▶ [Task goal]: Omit all pictures. Print the remaining lines exactly, from the start of the data through the line containing "box: [147, 241, 209, 264]".

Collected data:
---+---
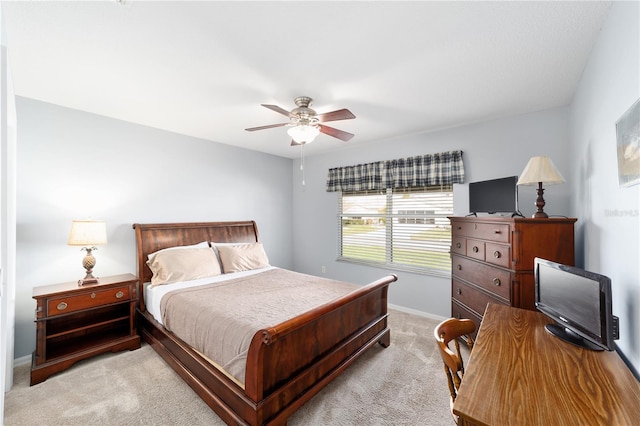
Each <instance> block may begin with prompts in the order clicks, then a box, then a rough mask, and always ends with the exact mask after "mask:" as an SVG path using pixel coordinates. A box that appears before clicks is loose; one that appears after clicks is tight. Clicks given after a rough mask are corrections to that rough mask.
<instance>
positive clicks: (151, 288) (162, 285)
mask: <svg viewBox="0 0 640 426" xmlns="http://www.w3.org/2000/svg"><path fill="white" fill-rule="evenodd" d="M275 268H276V267H275V266H267V267H266V268H260V269H254V270H251V271H241V272H233V273H231V274H222V275H218V276H215V277H208V278H200V279H197V280H191V281H180V282H176V283H171V284H165V285H158V286H155V287H151V288H149V284H150V283H145V285H144V304H145V306H146V308H147V311H148V312H149V313H150V314H151V315H153V318H154V319H155V320H156V321H158V322H159V323H160V324H163V323H162V315H161V314H160V302H161V301H162V297H164V295H165V294H167V293H168V292H170V291H173V290H180V289H183V288H189V287H196V286H201V285H207V284H213V283H217V282H222V281H227V280H233V279H235V278H242V277H246V276H249V275H257V274H260V273H262V272H265V271H269V270H271V269H275ZM163 325H164V324H163Z"/></svg>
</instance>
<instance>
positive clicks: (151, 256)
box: [147, 241, 209, 264]
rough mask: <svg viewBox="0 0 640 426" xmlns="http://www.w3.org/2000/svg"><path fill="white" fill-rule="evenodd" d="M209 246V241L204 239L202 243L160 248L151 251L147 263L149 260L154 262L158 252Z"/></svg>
mask: <svg viewBox="0 0 640 426" xmlns="http://www.w3.org/2000/svg"><path fill="white" fill-rule="evenodd" d="M207 247H209V243H208V242H207V241H203V242H201V243H198V244H192V245H189V246H174V247H167V248H166V249H162V250H158V251H156V252H153V253H151V254H150V255H148V256H147V264H148V263H149V262H153V258H154V257H155V256H156V254H158V253H160V252H163V251H165V250H180V249H190V248H207Z"/></svg>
---+---
▶ [Answer space]:
Each <instance> block may begin with prompts in the order clicks, then a box, then a rough mask, and always ends with the exact mask after "mask:" as an SVG path using pixel coordinates. A box that appears before clicks is loose; one that appears after clicks is tight. Clicks given after a rough mask are corrections to that rough mask.
<instance>
positive clicks: (151, 288) (162, 285)
mask: <svg viewBox="0 0 640 426" xmlns="http://www.w3.org/2000/svg"><path fill="white" fill-rule="evenodd" d="M275 268H276V267H275V266H267V267H266V268H260V269H254V270H251V271H241V272H233V273H231V274H222V275H218V276H215V277H208V278H200V279H197V280H191V281H180V282H176V283H171V284H165V285H158V286H155V287H151V288H149V284H150V283H145V285H144V304H145V306H146V308H147V311H148V312H149V313H150V314H151V315H153V318H154V319H155V320H156V321H158V322H159V323H160V324H163V323H162V315H161V314H160V302H161V301H162V297H164V295H165V294H167V293H168V292H170V291H173V290H180V289H183V288H189V287H196V286H201V285H207V284H213V283H217V282H222V281H227V280H233V279H235V278H242V277H246V276H249V275H257V274H260V273H262V272H265V271H269V270H271V269H275ZM163 325H164V324H163Z"/></svg>
</instance>
<instance>
positive clicks: (151, 256)
box: [147, 241, 209, 264]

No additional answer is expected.